▶ [YOUR INSTRUCTIONS] Copy each line containing "input" from the listing below.
^^^^^^^^^^^^^^^^
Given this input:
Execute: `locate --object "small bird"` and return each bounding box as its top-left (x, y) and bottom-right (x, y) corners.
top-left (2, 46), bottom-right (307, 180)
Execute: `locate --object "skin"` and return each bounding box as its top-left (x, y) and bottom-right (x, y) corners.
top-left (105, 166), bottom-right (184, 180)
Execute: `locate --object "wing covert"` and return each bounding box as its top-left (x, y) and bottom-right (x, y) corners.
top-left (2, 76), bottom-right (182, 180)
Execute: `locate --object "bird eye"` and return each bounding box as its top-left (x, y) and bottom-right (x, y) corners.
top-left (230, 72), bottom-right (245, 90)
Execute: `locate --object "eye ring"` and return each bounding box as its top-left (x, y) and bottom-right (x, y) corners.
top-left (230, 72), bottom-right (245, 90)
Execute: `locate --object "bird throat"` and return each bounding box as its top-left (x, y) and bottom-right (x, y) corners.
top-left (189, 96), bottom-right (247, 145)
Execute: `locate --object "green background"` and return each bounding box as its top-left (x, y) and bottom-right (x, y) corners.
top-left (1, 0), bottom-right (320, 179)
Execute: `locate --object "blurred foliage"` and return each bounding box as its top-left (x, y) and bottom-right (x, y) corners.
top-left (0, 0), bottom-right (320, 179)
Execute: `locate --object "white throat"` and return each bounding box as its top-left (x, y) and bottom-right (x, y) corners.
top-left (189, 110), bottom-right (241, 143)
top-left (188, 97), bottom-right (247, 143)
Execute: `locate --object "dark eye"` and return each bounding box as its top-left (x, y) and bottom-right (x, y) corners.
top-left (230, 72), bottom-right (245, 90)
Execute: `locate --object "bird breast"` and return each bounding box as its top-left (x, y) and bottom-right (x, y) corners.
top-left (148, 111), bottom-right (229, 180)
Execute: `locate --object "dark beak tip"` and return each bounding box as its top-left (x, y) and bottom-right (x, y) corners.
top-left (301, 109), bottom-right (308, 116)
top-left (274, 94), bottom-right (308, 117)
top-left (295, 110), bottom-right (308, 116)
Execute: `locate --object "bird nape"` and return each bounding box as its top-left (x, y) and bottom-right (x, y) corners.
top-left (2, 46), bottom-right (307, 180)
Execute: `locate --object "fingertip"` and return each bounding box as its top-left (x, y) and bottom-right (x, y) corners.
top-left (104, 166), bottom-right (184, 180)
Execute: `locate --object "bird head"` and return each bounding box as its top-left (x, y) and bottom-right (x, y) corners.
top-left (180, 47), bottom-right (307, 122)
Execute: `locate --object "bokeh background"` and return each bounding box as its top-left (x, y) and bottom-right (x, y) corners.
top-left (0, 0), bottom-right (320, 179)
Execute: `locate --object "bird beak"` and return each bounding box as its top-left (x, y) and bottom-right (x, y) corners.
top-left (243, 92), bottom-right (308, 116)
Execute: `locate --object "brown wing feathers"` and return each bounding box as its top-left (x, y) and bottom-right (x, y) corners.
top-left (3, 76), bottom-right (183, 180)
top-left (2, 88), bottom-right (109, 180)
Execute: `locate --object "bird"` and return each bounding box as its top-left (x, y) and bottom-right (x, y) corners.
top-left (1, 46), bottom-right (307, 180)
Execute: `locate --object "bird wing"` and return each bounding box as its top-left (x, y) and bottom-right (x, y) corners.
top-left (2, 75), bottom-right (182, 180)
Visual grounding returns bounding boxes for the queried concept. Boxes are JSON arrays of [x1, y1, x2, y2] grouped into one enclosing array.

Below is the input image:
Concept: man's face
^^^^^^^^^^^^^^^^
▶ [TASK OUTPUT]
Given this input:
Below is the input image:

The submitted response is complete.